GOAL:
Rewrite every one of the rows below, changing "put a marker on each instance" to "mark every instance" and keeping everything else the same. Leave the pictures out.

────────────────

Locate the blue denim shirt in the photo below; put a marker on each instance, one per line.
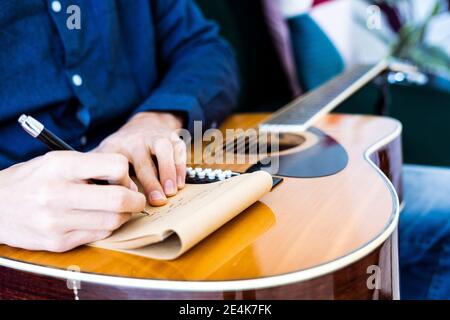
(128, 56)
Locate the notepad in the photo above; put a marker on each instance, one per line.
(190, 216)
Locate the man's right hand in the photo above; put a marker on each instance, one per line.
(48, 203)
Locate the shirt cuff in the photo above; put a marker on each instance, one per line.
(187, 106)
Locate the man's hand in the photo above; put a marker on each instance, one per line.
(48, 204)
(147, 134)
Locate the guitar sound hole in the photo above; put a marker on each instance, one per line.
(250, 145)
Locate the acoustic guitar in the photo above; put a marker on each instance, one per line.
(327, 231)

────────────────

SOLUTION TO THIS TASK:
Locate the blue denim shirt in the photo below; mark every instance, one per line.
(128, 56)
Locate the notepad in the photo above; mark every instance, one per line.
(190, 216)
Locate the man's right hand in the photo above; mark every instance, one per line.
(48, 203)
Locate the shirt cuff in the photo above; mark every instance, one per line.
(187, 106)
Locate the man's hand in the photo above; mark every instance, one per line.
(48, 204)
(147, 134)
Locate the guitar sound hole in the photo above; mark every instance, one per line.
(250, 145)
Locate the acoustic guitar in the photo above; mark every instance, one per line.
(327, 231)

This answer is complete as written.